→ TEXT TO READ:
__________________________________________________
The NASA HQ Library helps NASA Headquarters civil servants and contractors conduct research on any work-related
questions in its collection of books, journals, and audiovisual materials, and through searches through databases such as
Factiva, Dialog, and the NASA Aeronautics and Space Database. Over a fifth
of the NASA HQ Library's books are owned by no other library in the world, making it a unique resource for the agency and the nation. If a civil servant or contractor's
research requires a report, article, or book that the NASA HQ Library does not have, the staff will do their best to get it from another library. The staff can also demonstrate methods of efficiently searching the Internet and our
databases.
The NASA HQ Library helps NASA Headquarters civil servants and contractors to keep in touch with developments in their
fields through its weekly and monthly alert
services. These services cover dozens of separate topics, drawing articles from a wide selection of periodicals,
including newspapers such as the New York Times and the Chicago Tribune, trade journals such as Aviation
Week and Space Technology and Flight International, and popular journals such as New Scientist and
Time.
__________________________________________________
→ EXTRACTED RECORDS:
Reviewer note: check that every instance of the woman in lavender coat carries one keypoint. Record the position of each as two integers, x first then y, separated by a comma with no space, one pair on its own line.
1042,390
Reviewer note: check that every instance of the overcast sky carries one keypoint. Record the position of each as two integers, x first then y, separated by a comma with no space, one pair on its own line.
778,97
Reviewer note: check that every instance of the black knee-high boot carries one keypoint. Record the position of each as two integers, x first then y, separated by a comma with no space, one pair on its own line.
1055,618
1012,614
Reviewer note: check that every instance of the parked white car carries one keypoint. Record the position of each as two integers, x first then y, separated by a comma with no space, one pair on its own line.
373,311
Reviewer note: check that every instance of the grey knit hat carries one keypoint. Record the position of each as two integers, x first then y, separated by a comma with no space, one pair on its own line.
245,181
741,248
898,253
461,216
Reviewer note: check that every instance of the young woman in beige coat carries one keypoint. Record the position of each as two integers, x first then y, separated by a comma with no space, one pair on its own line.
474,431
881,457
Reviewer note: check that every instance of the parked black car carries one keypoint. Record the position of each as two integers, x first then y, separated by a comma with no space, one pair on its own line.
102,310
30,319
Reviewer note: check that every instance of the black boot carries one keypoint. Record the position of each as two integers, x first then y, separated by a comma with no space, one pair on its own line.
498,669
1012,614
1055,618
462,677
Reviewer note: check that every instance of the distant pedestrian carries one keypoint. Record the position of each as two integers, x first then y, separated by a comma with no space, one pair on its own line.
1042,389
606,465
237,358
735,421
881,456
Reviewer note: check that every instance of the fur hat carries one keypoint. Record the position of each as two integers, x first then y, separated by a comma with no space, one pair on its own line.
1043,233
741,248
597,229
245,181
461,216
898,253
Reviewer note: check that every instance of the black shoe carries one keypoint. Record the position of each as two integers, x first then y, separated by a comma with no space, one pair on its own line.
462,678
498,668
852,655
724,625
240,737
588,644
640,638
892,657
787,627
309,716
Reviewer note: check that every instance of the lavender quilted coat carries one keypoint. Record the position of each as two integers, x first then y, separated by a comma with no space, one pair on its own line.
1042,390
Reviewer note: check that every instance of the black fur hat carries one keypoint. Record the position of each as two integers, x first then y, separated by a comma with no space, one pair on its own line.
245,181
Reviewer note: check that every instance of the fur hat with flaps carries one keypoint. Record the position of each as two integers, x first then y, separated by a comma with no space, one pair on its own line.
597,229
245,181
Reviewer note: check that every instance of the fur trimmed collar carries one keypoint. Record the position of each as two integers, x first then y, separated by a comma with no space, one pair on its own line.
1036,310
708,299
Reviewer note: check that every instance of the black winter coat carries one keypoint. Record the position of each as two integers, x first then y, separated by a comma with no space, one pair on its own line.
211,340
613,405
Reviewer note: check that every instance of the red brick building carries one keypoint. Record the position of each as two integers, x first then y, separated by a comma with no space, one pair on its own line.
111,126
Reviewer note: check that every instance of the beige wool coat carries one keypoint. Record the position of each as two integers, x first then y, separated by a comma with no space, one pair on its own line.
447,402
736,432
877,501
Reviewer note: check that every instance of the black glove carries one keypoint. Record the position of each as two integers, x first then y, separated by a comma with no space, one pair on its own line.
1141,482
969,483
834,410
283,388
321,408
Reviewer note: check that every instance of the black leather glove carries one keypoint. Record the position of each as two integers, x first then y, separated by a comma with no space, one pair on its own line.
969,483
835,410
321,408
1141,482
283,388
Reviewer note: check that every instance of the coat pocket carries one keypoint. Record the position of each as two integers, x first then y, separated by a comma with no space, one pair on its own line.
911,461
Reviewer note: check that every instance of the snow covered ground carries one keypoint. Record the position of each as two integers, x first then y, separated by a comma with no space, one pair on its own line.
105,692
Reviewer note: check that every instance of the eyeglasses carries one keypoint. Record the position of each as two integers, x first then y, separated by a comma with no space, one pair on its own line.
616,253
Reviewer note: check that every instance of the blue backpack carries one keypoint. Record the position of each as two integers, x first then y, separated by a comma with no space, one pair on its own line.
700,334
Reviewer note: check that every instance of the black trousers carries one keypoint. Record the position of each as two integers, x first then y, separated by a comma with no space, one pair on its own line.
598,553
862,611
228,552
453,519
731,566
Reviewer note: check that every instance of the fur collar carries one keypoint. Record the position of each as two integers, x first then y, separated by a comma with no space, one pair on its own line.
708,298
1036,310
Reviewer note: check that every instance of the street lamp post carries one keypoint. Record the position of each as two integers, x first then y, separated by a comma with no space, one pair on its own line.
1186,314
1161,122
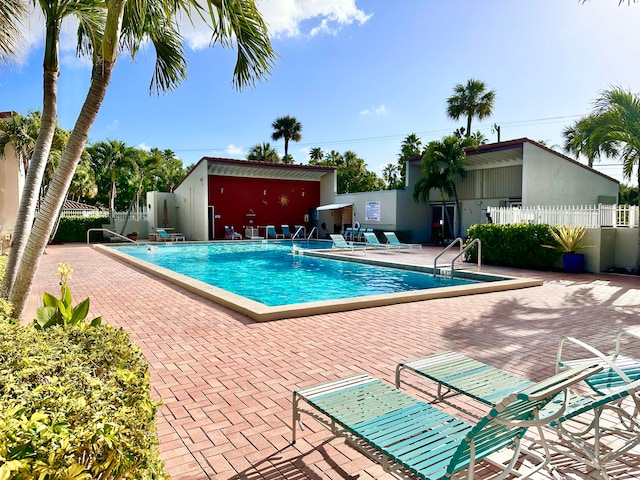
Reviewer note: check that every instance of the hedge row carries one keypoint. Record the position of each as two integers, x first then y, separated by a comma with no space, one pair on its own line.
518,245
75,404
73,230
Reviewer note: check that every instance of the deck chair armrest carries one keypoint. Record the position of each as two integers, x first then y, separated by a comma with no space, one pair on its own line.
609,361
559,382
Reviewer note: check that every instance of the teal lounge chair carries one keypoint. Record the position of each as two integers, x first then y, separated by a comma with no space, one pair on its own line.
579,433
168,237
271,232
341,243
286,233
372,240
411,437
393,240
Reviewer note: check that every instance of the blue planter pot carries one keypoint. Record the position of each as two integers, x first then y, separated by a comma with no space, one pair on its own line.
573,262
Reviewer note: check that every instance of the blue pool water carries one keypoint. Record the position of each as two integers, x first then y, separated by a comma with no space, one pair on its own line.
269,273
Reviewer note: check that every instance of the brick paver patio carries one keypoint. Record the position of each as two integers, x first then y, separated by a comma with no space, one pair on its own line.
226,381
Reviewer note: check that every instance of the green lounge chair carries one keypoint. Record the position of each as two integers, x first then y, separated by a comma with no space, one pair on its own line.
580,432
341,243
410,437
271,232
393,240
372,241
168,237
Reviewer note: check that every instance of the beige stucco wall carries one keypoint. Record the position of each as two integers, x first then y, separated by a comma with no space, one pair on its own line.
191,200
548,179
11,184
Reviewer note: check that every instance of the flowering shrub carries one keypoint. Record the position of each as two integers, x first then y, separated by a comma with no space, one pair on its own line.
60,311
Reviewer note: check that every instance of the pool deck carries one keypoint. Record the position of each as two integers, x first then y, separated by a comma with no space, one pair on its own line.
226,381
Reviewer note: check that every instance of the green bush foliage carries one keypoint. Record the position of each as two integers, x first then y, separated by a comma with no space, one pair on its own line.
75,404
73,230
519,245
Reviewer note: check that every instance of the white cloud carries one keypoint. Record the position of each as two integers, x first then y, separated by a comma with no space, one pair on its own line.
285,18
379,110
113,126
233,150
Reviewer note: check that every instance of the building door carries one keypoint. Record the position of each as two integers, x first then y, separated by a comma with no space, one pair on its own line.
443,217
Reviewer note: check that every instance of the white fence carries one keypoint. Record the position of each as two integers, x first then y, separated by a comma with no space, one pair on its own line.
133,216
591,216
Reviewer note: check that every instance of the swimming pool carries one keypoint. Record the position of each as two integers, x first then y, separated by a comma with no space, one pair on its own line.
270,273
357,281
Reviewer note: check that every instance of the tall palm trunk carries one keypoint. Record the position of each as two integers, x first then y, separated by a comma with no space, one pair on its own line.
38,162
59,185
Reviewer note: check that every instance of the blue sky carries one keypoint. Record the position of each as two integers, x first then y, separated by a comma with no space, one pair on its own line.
361,76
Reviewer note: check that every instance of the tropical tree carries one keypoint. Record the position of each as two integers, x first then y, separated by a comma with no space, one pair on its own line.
442,165
471,100
263,153
578,138
109,159
21,133
391,176
286,127
164,172
12,13
612,130
315,155
90,16
129,24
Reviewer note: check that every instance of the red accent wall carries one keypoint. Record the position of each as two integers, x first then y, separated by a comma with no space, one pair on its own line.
274,202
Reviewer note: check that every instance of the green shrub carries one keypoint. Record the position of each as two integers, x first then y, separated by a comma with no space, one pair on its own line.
519,245
75,404
73,230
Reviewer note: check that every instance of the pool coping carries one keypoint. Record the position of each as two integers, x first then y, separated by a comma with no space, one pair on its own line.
263,313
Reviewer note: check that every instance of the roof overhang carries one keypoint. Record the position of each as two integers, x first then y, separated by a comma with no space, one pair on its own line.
251,169
334,206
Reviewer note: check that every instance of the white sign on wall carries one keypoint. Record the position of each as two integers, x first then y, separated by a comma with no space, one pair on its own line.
372,211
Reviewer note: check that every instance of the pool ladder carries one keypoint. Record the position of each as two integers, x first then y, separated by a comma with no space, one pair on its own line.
463,250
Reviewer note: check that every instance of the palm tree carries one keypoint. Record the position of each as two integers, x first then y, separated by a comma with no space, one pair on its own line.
577,140
286,127
471,100
263,153
132,24
315,156
442,164
90,17
21,133
411,147
613,130
108,159
12,13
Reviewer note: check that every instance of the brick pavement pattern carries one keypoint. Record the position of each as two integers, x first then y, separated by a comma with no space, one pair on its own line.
226,382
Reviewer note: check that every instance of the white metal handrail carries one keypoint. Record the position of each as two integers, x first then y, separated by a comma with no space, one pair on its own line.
109,231
475,241
435,262
310,234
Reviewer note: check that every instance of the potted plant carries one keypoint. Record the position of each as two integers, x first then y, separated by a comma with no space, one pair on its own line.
568,243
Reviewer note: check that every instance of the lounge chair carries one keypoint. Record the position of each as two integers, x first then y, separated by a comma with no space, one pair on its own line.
168,237
271,232
410,437
341,243
578,434
372,241
619,369
392,239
__________________________________________________
→ GIVEN INSTRUCTION:
Continue the passage about the NASA Headquarters Library's research and alert services, starting right after its last sentence.

→ ANSWER TO THE PROBLEM:
The NASA HQ Library is the only NASA library that is open to interested members of the public. It is regularly visited by
students conducting research on science policy and the history of aviation and spaceflight. The staff can also reply to
questions sent to them via letters, phone calls, and email from members of the public. Many of the resources listed in the
library's bibliographies are available to the
public either online or through their local public libraries.